Can you put every line of the records below into a numbered list, skipping blank lines and leaving out the pictures?

•••••

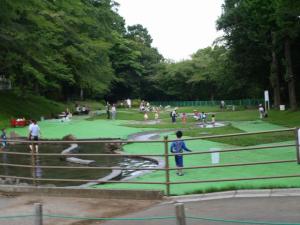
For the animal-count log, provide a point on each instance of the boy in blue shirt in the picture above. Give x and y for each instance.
(178, 146)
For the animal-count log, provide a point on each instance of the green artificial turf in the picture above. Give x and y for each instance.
(81, 128)
(238, 122)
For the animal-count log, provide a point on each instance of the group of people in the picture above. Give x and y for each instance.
(81, 109)
(198, 116)
(145, 106)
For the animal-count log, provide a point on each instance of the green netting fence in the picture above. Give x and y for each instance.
(239, 102)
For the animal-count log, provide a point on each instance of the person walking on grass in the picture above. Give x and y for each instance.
(113, 111)
(3, 139)
(107, 107)
(34, 134)
(177, 147)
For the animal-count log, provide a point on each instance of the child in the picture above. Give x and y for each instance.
(183, 118)
(3, 139)
(213, 120)
(177, 147)
(261, 110)
(146, 116)
(156, 115)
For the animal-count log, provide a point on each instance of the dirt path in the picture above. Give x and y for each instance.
(80, 207)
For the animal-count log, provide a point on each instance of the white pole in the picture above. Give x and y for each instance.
(180, 215)
(38, 211)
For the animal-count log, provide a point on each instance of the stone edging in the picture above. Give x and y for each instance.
(285, 192)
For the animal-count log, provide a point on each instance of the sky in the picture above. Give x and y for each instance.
(178, 27)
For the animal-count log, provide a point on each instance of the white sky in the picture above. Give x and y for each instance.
(178, 27)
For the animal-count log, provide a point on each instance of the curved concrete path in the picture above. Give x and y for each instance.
(279, 206)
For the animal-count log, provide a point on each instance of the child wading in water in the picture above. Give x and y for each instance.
(178, 146)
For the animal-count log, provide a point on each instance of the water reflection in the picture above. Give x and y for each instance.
(36, 171)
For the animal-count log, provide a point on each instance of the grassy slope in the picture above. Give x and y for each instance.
(29, 106)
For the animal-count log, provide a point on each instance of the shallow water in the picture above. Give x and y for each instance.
(38, 172)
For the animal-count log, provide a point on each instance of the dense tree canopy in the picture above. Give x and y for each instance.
(81, 49)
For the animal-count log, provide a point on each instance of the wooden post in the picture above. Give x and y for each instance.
(180, 214)
(38, 212)
(167, 166)
(298, 144)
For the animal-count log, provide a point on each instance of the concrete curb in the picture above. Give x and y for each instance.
(84, 193)
(236, 194)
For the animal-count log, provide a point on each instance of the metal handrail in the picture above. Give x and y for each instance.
(151, 155)
(136, 168)
(143, 141)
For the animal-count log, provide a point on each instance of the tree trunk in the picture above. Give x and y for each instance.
(274, 75)
(290, 78)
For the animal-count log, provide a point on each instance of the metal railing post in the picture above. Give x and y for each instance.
(38, 214)
(33, 164)
(167, 166)
(298, 144)
(180, 214)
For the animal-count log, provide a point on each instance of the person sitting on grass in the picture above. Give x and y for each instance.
(177, 147)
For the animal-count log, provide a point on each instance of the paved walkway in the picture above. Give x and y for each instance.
(277, 206)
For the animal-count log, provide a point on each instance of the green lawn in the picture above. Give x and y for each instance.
(236, 122)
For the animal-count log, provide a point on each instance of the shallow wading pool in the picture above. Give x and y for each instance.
(92, 174)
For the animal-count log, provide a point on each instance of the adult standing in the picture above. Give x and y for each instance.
(174, 115)
(34, 134)
(113, 112)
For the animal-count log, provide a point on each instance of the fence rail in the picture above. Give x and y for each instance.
(165, 155)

•••••

* _Exercise answer_:
1. For the animal-count log, provide a point on each instance of the boy in blue shirt in the picture above. Give x and y for each instance.
2. (178, 146)
3. For the animal-count log, provide a point on each instance of the green artificial turf in the picture above. Give x and y for each instance.
4. (81, 128)
5. (238, 122)
6. For the animal-count log, provide a point on each instance of the group of people in the picture above. Give x and y for each instance.
7. (81, 109)
8. (198, 116)
9. (145, 106)
10. For the animal-count log, provide a point on each instance of the green netting fence in the picture above. Give x and y for each instance.
11. (239, 102)
12. For the animal-count log, provide a point on each instance of the person walking on grass in the picture above. Give x and y for each instance.
13. (113, 111)
14. (3, 139)
15. (107, 107)
16. (34, 134)
17. (177, 147)
18. For the animal-count log, provide a point on each instance of the child in the picture above. Give x and y for each instance.
19. (183, 118)
20. (3, 139)
21. (213, 120)
22. (177, 147)
23. (261, 110)
24. (146, 116)
25. (156, 115)
26. For the animal-count log, provide a point on each instance of the dirt path in the picture above. Give x and y for each instance.
27. (80, 207)
28. For the animal-count log, provide a point on each instance of the white pole in the picture above. Give x and y for each instance.
29. (180, 215)
30. (38, 211)
31. For the animal-count log, provide a point on each instance of the stone edging in the picture above. Give x and y for each instance.
32. (285, 192)
33. For the animal-count log, provide a point on each instance of the sky in the picture above. Give x and y for each instance.
34. (178, 27)
35. For the animal-count log, provide a point on each instance of the white sky in the picture above. Give x and y for each instance.
36. (178, 27)
37. For the animal-count log, provide a point on each instance of the curved concrete path in the picture above. Give x and y for each instance.
38. (279, 206)
39. For the animal-count log, provide a point on each instance of the child wading in water in the picture above. Give x and y for each instance.
40. (178, 146)
41. For the animal-count log, provide a point on each instance of the water reflection in the picture above. Give x and y for each instance.
42. (36, 171)
43. For the animal-count log, provide a point on each instance of the grassy slope in the picture above. Give x and y for each instance.
44. (29, 106)
45. For the animal-count log, provide a point on each instance of the shallow water in the picture above. Give x and y for each instance.
46. (38, 172)
47. For the animal-count log, provide a point on each instance of the dense tree canopy in the picture above. Give x and y for each instance.
48. (81, 49)
49. For the animal-count log, provide a point on each instance of the wooden post in the picture above. Give x and y for each instance.
50. (180, 214)
51. (38, 212)
52. (167, 166)
53. (298, 144)
54. For the animal-count log, provide a point on each instance of the concrete curb in the picture above. Give x and y for each instance.
55. (84, 193)
56. (236, 194)
57. For the animal-count log, provide a point on each instance of the metal handrail in the picture above. Give x and y for each instance.
58. (151, 155)
59. (136, 168)
60. (143, 141)
61. For the animal-count log, provide a point on each instance of the tree trunk in the picture above. Give x and y for each instance.
62. (274, 75)
63. (290, 78)
64. For the animal-count log, provide a point on each instance of the metal railing post in the picture above. Give x and y for each instance.
65. (38, 214)
66. (33, 164)
67. (167, 166)
68. (298, 144)
69. (180, 214)
70. For the animal-count log, provide a point on each instance of the person sitting on grass in the picture above. Give x and y for each instance.
71. (177, 147)
72. For the animal-count log, provide a point on each instance of the paved walkway in the picture above. Give x and y for each instance.
73. (277, 206)
74. For the animal-count log, provide a point on each instance of the green lawn in the picture above. Give x and y for each instance.
75. (236, 122)
76. For the animal-count log, provide a point on each instance of the shallow wading pool in the picture above. Give x and y for each instance.
77. (92, 174)
78. For the animal-count log, provide a point on each instance of the adult standing in the picture above. Give x and y for each instance.
79. (174, 115)
80. (34, 134)
81. (113, 112)
82. For the animal-count log, provide a point on each instance of the fence rail in the picture above. Give x and y for each instance.
83. (165, 155)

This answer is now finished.